GIVEN INSTRUCTION A — Rewrite the stretch of the passage on Allan Hancock from "Their fortunes changed" through "of the back.", putting "house" in place of "mansion".
GIVEN INSTRUCTION B —
Using the passage on Allan Hancock, mark each statement below yes or no and back each answer with the deciding words quoted from the passage.
(i) Hancock was born in San Francisco in 1875.
(ii) The lease to the Salt Lake Oil Company covered all 4,500 acres of the land grant.
(iii) Hancock played the violin in the Los Angeles Symphony Orchestra.
GIVEN INSTRUCTION C —
Answer these questions from the passage on Allan Hancock:
(i) What did Hancock and his mother sell to get by after his brother died?
(ii) Whose name was on Hancock's mailbox?
(iii) What is the dirt road to the schoolhouse now?

SOURCE EXTRACT —

Captain George “Allan” Hancock and the Smithsonian Institution Crew

The most important Galápagos expositions were made between 1932-1935 by the Smithsonian Institution and Captain George “Allan” Hancock, oil scion and prominent Los Angeles philanthropist. Born in 1875 in San Francisco, Hancock grew up on Rancho La Brea; his father had purchased 4,500 acres of the Mexican land grant, located in present-day Los Angeles. Hancock’s father died in 1883, leaving his wife to raise two boys alone. Every morning, Hancock and his brother walked three miles to a one-room schoolhouse on a dirt road, which is now Wilshire Boulevard. When his brother died of typhoid fever in 1893, Hancock and his mother struggled to make ends meet by selling tar.

Their fortunes changed in 1900, when they granted a 20-year lease on 1,000 acres of La Brea to the Salt Lake Oil Company. Overnight millionaires, they built a mansion on what would become the corner of Wilshire and Vermont Avenue. In the coming years, Hancock founded the California Bank and the Automobile Club of Southern California and pursued his interest in music, eventually playing the cello in the Los Angeles Symphony Orchestra. He was also a known eccentric who had an intense fear of being kidnapped, and purposely made his mansion look uninhabited: the grass remained wild and uncut; the blinds perpetually drawn; and, as an extra precaution, the mailbox bore his butler’s name. Hancock never even used the front entrance, always slipping in and out of the back.

PROVIDED MATERIAL —

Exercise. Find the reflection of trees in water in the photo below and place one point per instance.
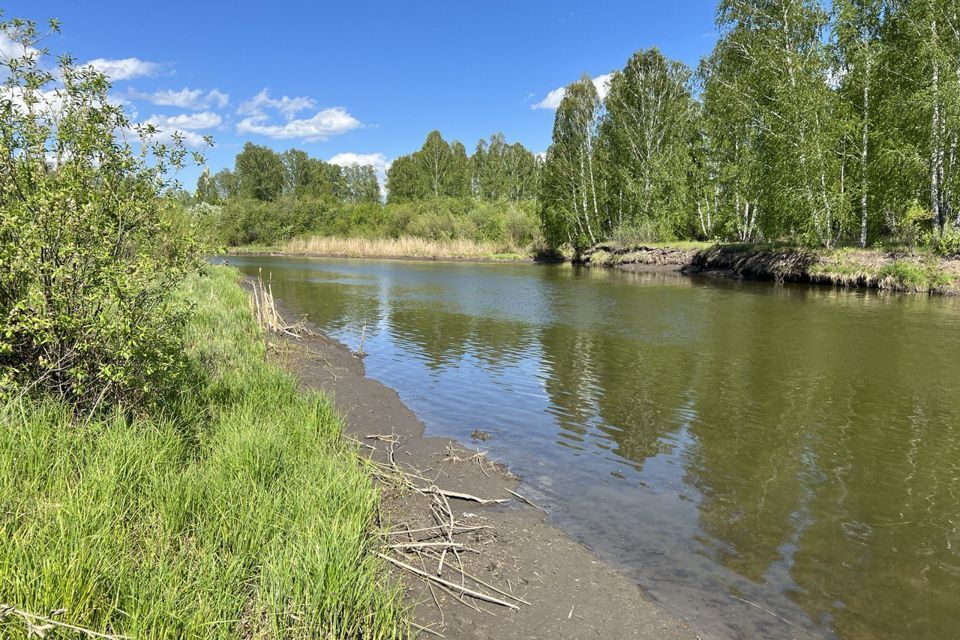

FULL ANSWER A —
Their fortunes changed in 1900, when they granted a 20-year lease on 1,000 acres of La Brea to the Salt Lake Oil Company. Overnight millionaires, they built a house on what would become the corner of Wilshire and Vermont Avenue. In the coming years, Hancock founded the California Bank and the Automobile Club of Southern California and pursued his interest in music, eventually playing the cello in the Los Angeles Symphony Orchestra. He was also a known eccentric who had an intense fear of being kidnapped, and purposely made his house look uninhabited: the grass remained wild and uncut; the blinds perpetually drawn; and, as an extra precaution, the mailbox bore his butler’s name. Hancock never even used the front entrance, always slipping in and out of the back.

FULL ANSWER B —
(i) Yes: "Born in 1875 in San Francisco"
(ii) No: "a 20-year lease on 1,000 acres of La Brea to the Salt Lake Oil Company"
(iii) No: "eventually playing the cello in the Los Angeles Symphony Orchestra"

FULL ANSWER C —
(i) Tar.
(ii) His butler's.
(iii) Wilshire Boulevard.